— start of Data supplied —

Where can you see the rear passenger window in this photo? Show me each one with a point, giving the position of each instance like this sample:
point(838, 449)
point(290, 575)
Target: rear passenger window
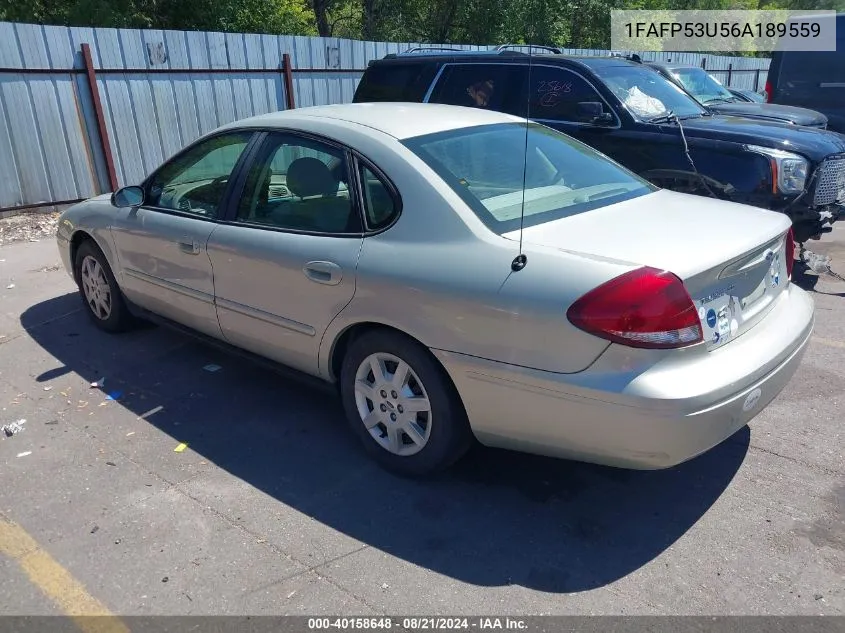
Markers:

— end of Data supplied —

### Work to complete
Set down all the lines above word for word, leaving out the picture.

### Answer to this task
Where can you see the rear passenger window in this photo? Show me each one with a point, giving the position of each instance like this sample:
point(838, 449)
point(290, 575)
Target: rear passenger window
Markers:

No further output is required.